[[ Stored data open ]]

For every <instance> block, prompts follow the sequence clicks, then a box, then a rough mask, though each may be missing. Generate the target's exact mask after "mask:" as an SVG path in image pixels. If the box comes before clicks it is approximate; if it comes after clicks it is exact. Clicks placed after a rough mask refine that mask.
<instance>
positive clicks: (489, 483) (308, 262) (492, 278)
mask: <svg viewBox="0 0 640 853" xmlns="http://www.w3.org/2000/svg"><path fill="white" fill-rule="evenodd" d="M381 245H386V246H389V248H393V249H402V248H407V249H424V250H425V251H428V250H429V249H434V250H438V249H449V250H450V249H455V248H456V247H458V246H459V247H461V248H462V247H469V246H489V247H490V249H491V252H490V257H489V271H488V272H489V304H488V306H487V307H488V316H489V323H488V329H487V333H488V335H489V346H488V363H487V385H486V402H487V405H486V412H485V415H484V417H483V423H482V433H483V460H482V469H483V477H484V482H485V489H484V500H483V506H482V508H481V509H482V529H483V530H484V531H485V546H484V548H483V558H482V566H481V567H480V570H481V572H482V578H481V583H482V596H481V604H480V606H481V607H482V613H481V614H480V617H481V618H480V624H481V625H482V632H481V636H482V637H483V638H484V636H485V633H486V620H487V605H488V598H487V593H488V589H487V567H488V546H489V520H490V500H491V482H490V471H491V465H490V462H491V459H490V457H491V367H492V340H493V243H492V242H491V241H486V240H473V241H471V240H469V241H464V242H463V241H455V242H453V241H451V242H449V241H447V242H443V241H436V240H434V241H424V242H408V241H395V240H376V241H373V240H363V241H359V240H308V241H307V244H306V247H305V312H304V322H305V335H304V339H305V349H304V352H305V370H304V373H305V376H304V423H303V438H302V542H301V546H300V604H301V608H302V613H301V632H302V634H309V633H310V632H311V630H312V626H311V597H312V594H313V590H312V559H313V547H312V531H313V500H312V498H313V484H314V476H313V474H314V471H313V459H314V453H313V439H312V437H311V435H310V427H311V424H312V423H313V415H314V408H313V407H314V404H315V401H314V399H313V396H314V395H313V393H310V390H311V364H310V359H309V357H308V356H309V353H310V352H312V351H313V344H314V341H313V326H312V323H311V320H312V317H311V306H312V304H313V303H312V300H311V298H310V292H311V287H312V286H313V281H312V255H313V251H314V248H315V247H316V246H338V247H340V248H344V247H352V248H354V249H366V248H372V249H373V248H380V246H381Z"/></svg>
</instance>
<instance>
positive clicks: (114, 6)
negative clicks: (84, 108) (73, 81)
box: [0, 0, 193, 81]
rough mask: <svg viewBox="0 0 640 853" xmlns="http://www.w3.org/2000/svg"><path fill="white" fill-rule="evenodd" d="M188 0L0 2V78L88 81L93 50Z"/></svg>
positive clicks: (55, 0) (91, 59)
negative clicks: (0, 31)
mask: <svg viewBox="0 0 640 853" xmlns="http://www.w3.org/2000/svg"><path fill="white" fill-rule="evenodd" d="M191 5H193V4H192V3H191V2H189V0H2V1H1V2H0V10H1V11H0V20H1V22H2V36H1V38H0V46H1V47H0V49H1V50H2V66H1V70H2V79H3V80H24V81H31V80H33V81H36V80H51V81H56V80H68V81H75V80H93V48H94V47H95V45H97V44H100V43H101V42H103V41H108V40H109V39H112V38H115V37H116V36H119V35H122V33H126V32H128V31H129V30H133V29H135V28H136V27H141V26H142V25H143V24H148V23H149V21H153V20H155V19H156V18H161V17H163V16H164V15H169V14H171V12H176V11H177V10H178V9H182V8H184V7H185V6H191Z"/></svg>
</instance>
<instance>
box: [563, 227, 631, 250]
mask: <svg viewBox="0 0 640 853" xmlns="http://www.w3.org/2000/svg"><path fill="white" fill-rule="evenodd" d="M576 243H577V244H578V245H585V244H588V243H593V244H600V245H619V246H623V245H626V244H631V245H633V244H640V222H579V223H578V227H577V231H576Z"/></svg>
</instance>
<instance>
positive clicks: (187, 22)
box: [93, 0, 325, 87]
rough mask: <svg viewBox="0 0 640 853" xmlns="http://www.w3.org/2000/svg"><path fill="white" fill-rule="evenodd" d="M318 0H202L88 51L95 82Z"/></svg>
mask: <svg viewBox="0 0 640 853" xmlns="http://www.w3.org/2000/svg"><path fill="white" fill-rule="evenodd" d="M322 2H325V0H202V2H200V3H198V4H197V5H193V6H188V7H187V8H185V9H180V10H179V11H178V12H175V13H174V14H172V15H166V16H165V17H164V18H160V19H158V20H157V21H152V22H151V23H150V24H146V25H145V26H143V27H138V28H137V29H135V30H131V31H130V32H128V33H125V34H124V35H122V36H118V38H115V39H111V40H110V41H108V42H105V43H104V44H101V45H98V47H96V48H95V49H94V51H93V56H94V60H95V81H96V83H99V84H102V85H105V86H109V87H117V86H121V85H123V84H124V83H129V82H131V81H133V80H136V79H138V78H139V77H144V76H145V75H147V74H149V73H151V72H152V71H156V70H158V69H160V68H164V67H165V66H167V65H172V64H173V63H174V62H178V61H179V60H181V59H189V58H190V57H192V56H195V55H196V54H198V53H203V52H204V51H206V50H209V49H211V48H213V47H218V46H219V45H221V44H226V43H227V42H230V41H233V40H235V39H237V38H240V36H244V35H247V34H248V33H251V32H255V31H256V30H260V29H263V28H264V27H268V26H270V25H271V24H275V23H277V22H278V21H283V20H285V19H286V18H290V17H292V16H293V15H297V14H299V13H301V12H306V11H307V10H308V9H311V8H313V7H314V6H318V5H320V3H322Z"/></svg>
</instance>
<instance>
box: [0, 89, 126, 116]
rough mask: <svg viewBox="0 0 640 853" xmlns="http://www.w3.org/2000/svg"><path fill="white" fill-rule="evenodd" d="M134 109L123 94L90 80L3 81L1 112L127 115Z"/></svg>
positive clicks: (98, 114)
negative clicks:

[[ Stored data closed ]]

Exercise instructions: Each line of the data above needs to be returned exactly.

Task answer:
For every <instance> block, prompts follow the sequence clicks, then a box, then a rough mask, though each may be missing. Generate the target's exact mask after "mask:" as an SVG path in image pixels. If the box comes before clicks it is approximate; if it comes after clicks it is exact. Clicks placed after a rough mask refine that mask.
<instance>
positive clicks: (489, 483) (308, 262) (492, 278)
mask: <svg viewBox="0 0 640 853" xmlns="http://www.w3.org/2000/svg"><path fill="white" fill-rule="evenodd" d="M381 245H386V246H389V248H393V249H402V248H407V249H424V250H425V251H428V250H429V249H434V250H438V249H449V250H450V249H455V248H456V247H458V246H459V247H461V248H462V247H469V246H489V247H490V249H491V252H490V257H489V271H488V272H489V304H488V306H487V307H488V316H489V323H488V329H487V333H488V335H489V346H488V363H487V385H486V402H487V405H486V412H485V415H484V417H483V423H482V433H483V460H482V469H483V477H484V482H485V489H484V500H483V506H482V508H481V509H482V529H483V530H484V531H485V546H484V548H483V558H482V566H481V567H480V570H481V572H482V578H481V583H482V596H481V604H480V606H481V607H482V613H481V614H480V617H481V618H480V624H481V625H482V632H481V636H482V637H483V638H484V636H485V633H486V620H487V605H488V598H487V593H488V589H487V567H488V546H489V520H490V500H491V482H490V471H491V465H490V462H491V459H490V457H491V367H492V340H493V243H492V242H491V241H486V240H473V241H471V240H469V241H464V242H463V241H455V242H453V241H451V242H449V241H447V242H443V241H436V240H434V241H424V242H408V241H395V240H376V241H373V240H363V241H359V240H308V241H307V244H306V247H305V312H304V322H305V335H304V339H305V349H304V352H305V370H304V373H305V376H304V423H303V438H302V542H301V546H300V604H301V608H302V613H301V632H302V634H309V633H310V632H311V630H312V626H311V597H312V594H313V590H312V559H313V547H312V531H313V500H312V498H313V484H314V476H313V474H314V471H313V459H314V453H313V439H312V437H311V435H310V427H311V424H312V423H313V415H314V408H313V407H314V404H315V401H314V399H313V396H314V395H313V393H310V390H311V364H310V359H309V357H308V356H309V353H310V352H312V351H313V344H314V341H313V326H312V323H311V320H312V317H311V306H312V304H313V303H312V300H311V298H310V292H311V287H312V286H313V281H312V255H313V251H314V248H315V247H316V246H338V247H340V248H344V247H352V248H354V249H366V248H372V249H373V248H380V246H381Z"/></svg>
</instance>
<instance>
positive clicks: (114, 6)
negative clicks: (84, 108) (73, 81)
box: [0, 0, 193, 81]
rough mask: <svg viewBox="0 0 640 853" xmlns="http://www.w3.org/2000/svg"><path fill="white" fill-rule="evenodd" d="M188 0L0 2V78L88 81L93 50Z"/></svg>
positive clicks: (55, 0) (91, 59)
negative clicks: (0, 31)
mask: <svg viewBox="0 0 640 853" xmlns="http://www.w3.org/2000/svg"><path fill="white" fill-rule="evenodd" d="M191 5H193V4H192V3H191V2H189V0H2V1H1V2H0V10H1V11H0V20H1V22H2V36H1V38H0V46H1V47H0V49H1V50H2V66H1V70H2V79H3V80H24V81H31V80H33V81H36V80H51V81H56V80H68V81H75V80H93V48H94V47H95V45H97V44H100V43H101V42H103V41H108V40H109V39H112V38H115V37H116V36H119V35H122V33H126V32H128V31H129V30H133V29H135V28H136V27H141V26H142V25H143V24H148V23H149V21H153V20H155V19H156V18H161V17H163V16H164V15H169V14H171V12H176V11H177V10H178V9H182V8H184V7H185V6H191Z"/></svg>
</instance>
<instance>
box: [563, 227, 631, 250]
mask: <svg viewBox="0 0 640 853" xmlns="http://www.w3.org/2000/svg"><path fill="white" fill-rule="evenodd" d="M576 243H577V244H578V245H585V244H588V243H593V244H600V245H619V246H623V245H626V244H631V245H633V244H640V222H579V223H578V227H577V231H576Z"/></svg>
</instance>
<instance>
positive clicks: (187, 22)
box: [93, 0, 325, 87]
rough mask: <svg viewBox="0 0 640 853" xmlns="http://www.w3.org/2000/svg"><path fill="white" fill-rule="evenodd" d="M318 0H202L88 51L95 82Z"/></svg>
mask: <svg viewBox="0 0 640 853" xmlns="http://www.w3.org/2000/svg"><path fill="white" fill-rule="evenodd" d="M322 2H325V0H202V2H200V3H198V4H197V5H193V6H188V7H187V8H185V9H180V10H179V11H178V12H175V13H174V14H172V15H166V16H165V17H164V18H160V19H158V20H157V21H152V22H151V23H150V24H146V25H145V26H143V27H138V28H137V29H135V30H131V31H130V32H128V33H125V34H124V35H122V36H118V38H115V39H111V40H110V41H108V42H105V43H104V44H101V45H98V47H96V48H95V49H94V51H93V56H94V60H95V81H96V83H99V84H102V85H105V86H109V87H117V86H121V85H123V84H124V83H129V82H131V81H133V80H136V79H138V78H139V77H144V76H145V75H147V74H149V73H151V72H152V71H156V70H158V69H160V68H164V67H165V66H167V65H172V64H173V63H174V62H178V61H179V60H181V59H189V58H190V57H192V56H195V55H196V54H198V53H203V52H204V51H206V50H209V49H211V48H213V47H218V46H219V45H221V44H226V43H227V42H230V41H233V40H235V39H237V38H240V36H244V35H247V34H248V33H251V32H255V31H256V30H260V29H263V28H264V27H268V26H270V25H271V24H275V23H277V22H278V21H283V20H285V19H286V18H290V17H292V16H293V15H297V14H299V13H301V12H306V11H307V10H308V9H311V8H313V7H314V6H318V5H320V3H322Z"/></svg>
</instance>
<instance>
box: [0, 89, 126, 116]
rough mask: <svg viewBox="0 0 640 853" xmlns="http://www.w3.org/2000/svg"><path fill="white" fill-rule="evenodd" d="M134 109L123 94L90 80L3 81L1 112L127 115Z"/></svg>
positive clicks: (98, 114)
negative clicks:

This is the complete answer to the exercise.